-- Task directions --
In the records below, find each line that holds "wall" and return it.

(Referring expression pointing data)
+++
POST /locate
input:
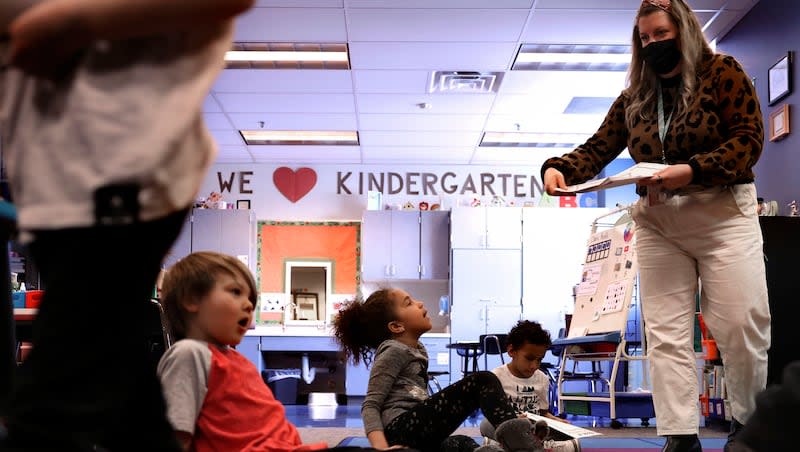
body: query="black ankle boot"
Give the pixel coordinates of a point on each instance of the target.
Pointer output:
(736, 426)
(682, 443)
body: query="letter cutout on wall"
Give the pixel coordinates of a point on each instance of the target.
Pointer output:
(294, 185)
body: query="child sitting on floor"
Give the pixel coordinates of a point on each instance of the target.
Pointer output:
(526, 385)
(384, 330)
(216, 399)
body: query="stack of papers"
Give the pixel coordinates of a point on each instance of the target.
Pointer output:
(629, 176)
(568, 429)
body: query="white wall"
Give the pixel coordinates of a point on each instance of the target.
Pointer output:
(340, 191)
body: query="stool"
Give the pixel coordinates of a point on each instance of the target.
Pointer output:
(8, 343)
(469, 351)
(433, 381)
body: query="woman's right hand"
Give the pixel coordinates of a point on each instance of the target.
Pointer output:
+++
-- Solution below --
body: query="letter cutout on wall"
body: query="white wall"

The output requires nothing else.